Document:
************
# Best HOB filter



## stcyrwm (Apr 20, 2005)

I'm setting up a new 55g non CO2 tank and figured I'd just use "hang on back" filtration this time. Does anyone have any recommendations? Does anyone have any thoughts on using 2 separate versus one larger unit?

Thanks, Bill

PS
I checked the reviews but there wasn't much info there.


----------



## bigstick120 (Mar 8, 2005)

I have always had luck with Aquaclear by Hagen. I have one on my 55 as well as a canister. You may want 2 on your 55 depending on the size of the filter


----------



## stcyrwm (Apr 20, 2005)

bigstick120 said:


> I have always had luck with Aquaclear by Hagen. I have one on my 55 as well as a canister. You may want 2 on your 55 depending on the size of the filter


What made you decide to put 2 filters on your tank?

Thanks, Bill


----------



## csfish (May 19, 2005)

I'll go with bigstick.... AquaClears are cheap, easy to maintain, have large filtration capacity, flexible filtration media, and usually reliable. I run 12 AC filters on my various tanks without much trouble. On my 50gal planted goldfish tank, I have two AquaClear 300's (now called AC 70) for the extra circulation and filtration, especially needed for goldfish but doesn't hurt with any other fish either.


----------



## Bert H (Mar 2, 2004)

I've used AC's before with no problems. With a 55, why don't you consider a cannister like a Rena XP2? It will require less maintenance, and if you ever do decide to go with co2 for the tank, it will be one less thing to worry about.


----------



## stcyrwm (Apr 20, 2005)

Bert H said:


> I've used AC's before with no problems. With a 55, why don't you consider a cannister like a Rena XP2? It will require less maintenance, and if you ever do decide to go with co2 for the tank, it will be one less thing to worry about.


Hi Bert,

This one is right beside our bed and we like the idea of a little running water noise in the bedroom. Funny, I always think of the HOB's as less maintenance but I guess you're right that they're more - just simpler to deal with. As for future CO2 usage, I suppose I should never say never, but I feel like I have become a hardcore non CO2 advocate. I'm excited that the new APC aquascaping contest has a non CO2 category although I'm not sure I'm quite ready for the plunge myself.

Thanks for the help, Bill


----------



## tsunami (Jan 24, 2004)
************
[Excerpt from a dataset]

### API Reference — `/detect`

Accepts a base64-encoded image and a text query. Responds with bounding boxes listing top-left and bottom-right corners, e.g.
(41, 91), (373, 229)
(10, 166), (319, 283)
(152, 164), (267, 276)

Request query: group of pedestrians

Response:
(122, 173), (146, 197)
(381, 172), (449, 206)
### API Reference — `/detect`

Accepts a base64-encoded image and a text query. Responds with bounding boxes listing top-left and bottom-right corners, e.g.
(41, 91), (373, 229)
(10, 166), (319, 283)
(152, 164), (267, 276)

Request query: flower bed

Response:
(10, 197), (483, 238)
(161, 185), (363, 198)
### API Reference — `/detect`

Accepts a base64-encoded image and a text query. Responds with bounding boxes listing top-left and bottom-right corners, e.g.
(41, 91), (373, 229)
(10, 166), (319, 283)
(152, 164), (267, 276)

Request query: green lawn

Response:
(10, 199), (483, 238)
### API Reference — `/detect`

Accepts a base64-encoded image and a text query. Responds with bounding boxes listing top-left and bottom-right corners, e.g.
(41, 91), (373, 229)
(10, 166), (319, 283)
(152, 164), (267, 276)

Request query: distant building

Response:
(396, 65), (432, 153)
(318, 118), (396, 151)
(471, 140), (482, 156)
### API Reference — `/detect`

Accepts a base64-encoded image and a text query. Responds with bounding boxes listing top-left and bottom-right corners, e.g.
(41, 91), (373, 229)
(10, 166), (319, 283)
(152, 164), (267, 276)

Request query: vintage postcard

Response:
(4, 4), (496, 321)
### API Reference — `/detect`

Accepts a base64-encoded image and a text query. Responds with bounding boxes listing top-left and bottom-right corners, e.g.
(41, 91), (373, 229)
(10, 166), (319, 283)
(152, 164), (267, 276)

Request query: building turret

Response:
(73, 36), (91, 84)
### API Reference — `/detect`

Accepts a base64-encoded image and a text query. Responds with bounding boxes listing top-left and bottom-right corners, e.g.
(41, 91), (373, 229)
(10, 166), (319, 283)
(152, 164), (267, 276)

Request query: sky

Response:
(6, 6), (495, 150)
************
The tasks:
1: In the aquarium filter thread, what does csfish say the AquaClear 300 is now called?
2: Continue the aquarium filter thread from the point where it stops.
This data has no connection to the aquarium filter thread.

Responses to the exercise:
1: AC 70

2:
Not a true HOB filter, but why not a H.O.T. Magnum? They are very reliable, very efficient, and can perform several different filtration tasks. I used to run mine solo on a 55g, and it always performed very well. 

Before the HOT Magnum, I had an Aquaclear 300 on the tank for many years. They work well, too, but I'd still pick the H.O.T. Magnum over them.

Carlos


----------



## stcyrwm (Apr 20, 2005)

tsunami said:


> Not a true HOB filter, but why not a H.O.T. Magnum? They are very reliable, very efficient, and can perform several different filtration tasks. I used to run mine solo on a 55g, and it always performed very well.
> 
> Before the HOT Magnum, I had an Aquaclear 300 on the tank for many years. They work well, too, but I'd still pick the H.O.T. Magnum over them.
> 
> Carlos


I never heard of that one before. It looks like a pretty cool filter. Thanks for the heads up. How's the noise level on it compare to the AquaClear?

Bill


----------



## TWood (Dec 9, 2004)

csfish said:


> On my 50gal planted goldfish tank, I have two AquaClear 300's (now called AC 70) for the extra circulation and filtration, especially needed for goldfish but doesn't hurt with any other fish either.


I'm in the process of converting my 90 gallon planted tank to goldfish. Any specific tips for goldfish in a planted tank?

TW


----------



## csfish (May 19, 2005)

I guess the two main things about keeping goldfish are....

1) Have lots of filtration! Goldfish are big, messy eaters, can potentially be the size of softballs (excluding tails) and produce a lot of waste. On a 90, you might consider two cannister filters. See http://goldfishconnection.com/ and other goldfish websites for their articles on goldfish health.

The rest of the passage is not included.